Copy all of the data below word for word, omitting the pictures.

_GIVEN ENTRIES_
## BEGIN
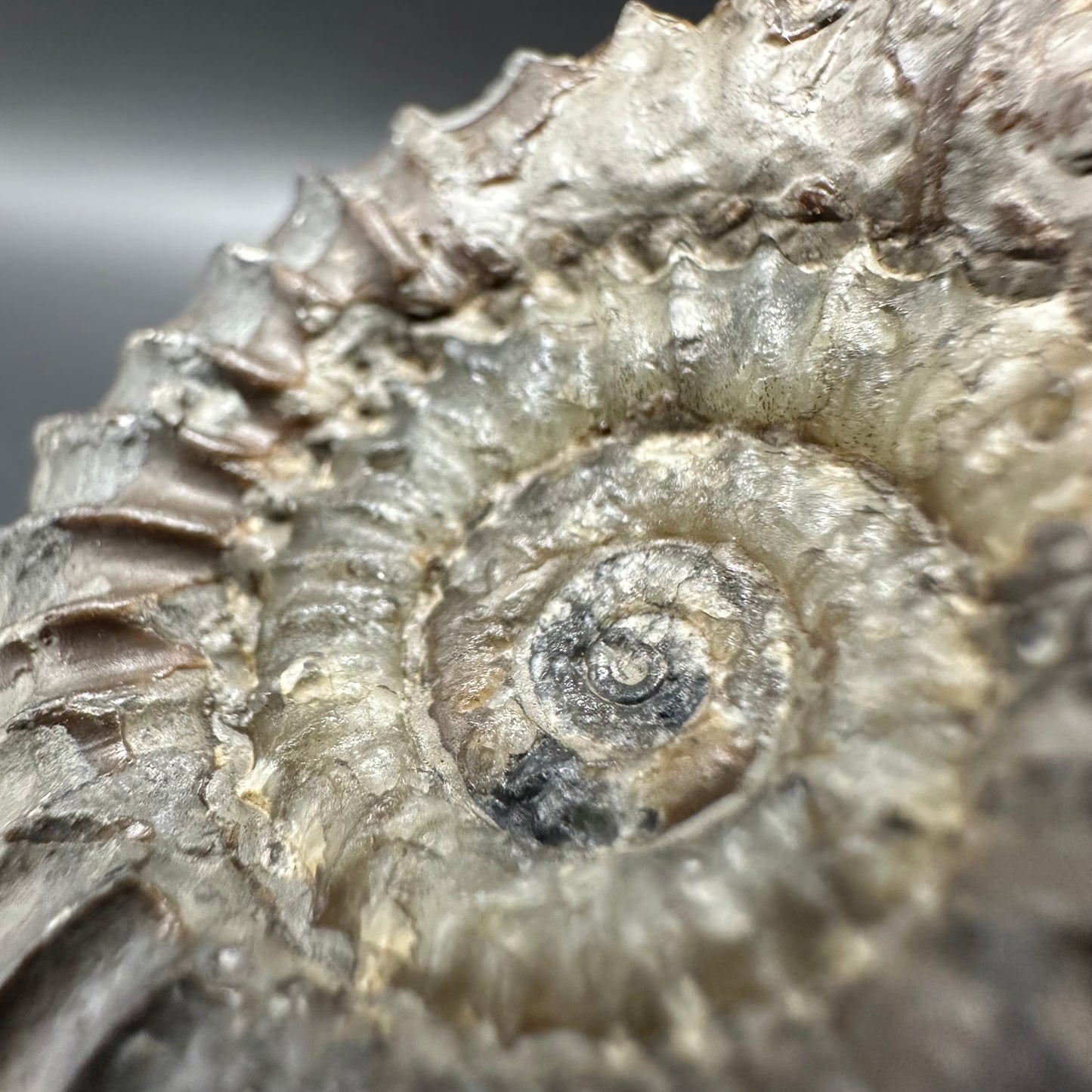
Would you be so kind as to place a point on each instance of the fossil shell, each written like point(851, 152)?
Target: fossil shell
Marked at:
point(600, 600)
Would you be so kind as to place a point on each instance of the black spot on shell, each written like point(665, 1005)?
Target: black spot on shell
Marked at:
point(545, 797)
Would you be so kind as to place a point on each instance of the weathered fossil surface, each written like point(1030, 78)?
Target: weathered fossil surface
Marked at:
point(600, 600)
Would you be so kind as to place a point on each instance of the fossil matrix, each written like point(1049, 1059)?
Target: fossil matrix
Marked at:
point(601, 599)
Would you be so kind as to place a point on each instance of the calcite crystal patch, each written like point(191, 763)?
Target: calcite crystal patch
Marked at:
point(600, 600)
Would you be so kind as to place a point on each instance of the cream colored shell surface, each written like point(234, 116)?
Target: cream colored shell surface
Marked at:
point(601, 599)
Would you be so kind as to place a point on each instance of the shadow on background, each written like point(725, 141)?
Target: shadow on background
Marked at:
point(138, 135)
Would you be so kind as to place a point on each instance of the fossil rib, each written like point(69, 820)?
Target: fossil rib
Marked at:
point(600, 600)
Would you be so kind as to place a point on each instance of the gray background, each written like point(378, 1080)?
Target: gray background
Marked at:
## END
_SOLVED PROBLEM_
Would you be so kind as to place a point on each instance of the fossil shell, each written like point(851, 152)?
Target: fossil shell
Marked at:
point(600, 600)
Would you be so kind as to place a point on each instance of the black spot on shell, each written like point(665, 1005)?
Target: black spot on shell
Marked at:
point(545, 797)
Would you be so kind as to place a point on each instance of the weathered fossil surface, each written like point(1030, 78)?
Target: weathered fossil surface
Marked at:
point(600, 600)
Would you be so kind as to place a point on each instance of the fossil matrix, each written like point(1049, 1059)?
Target: fossil matrix
Marked at:
point(601, 599)
Would you be so kind as to place a point on each instance of the calcite crystal patch, each written like point(191, 763)?
Target: calcite crystal patch
Marked at:
point(600, 600)
Would you be so kind as to place a point on each instance of the cream colored shell surface, each written like point(234, 116)?
Target: cream colored shell surface
Marked at:
point(601, 599)
Would you be so kind as to place a point on each instance of the shadow on background, each written like point(725, 141)?
Target: shadow on background
Marked at:
point(138, 135)
Would you be so kind as to place a point on each instance of the fossil rib, each written like point(69, 820)?
Target: fossil rib
Marked at:
point(600, 600)
Would you be so kind as to place a point on each instance of the gray background, each written like point(378, 1080)?
Target: gray background
Marked at:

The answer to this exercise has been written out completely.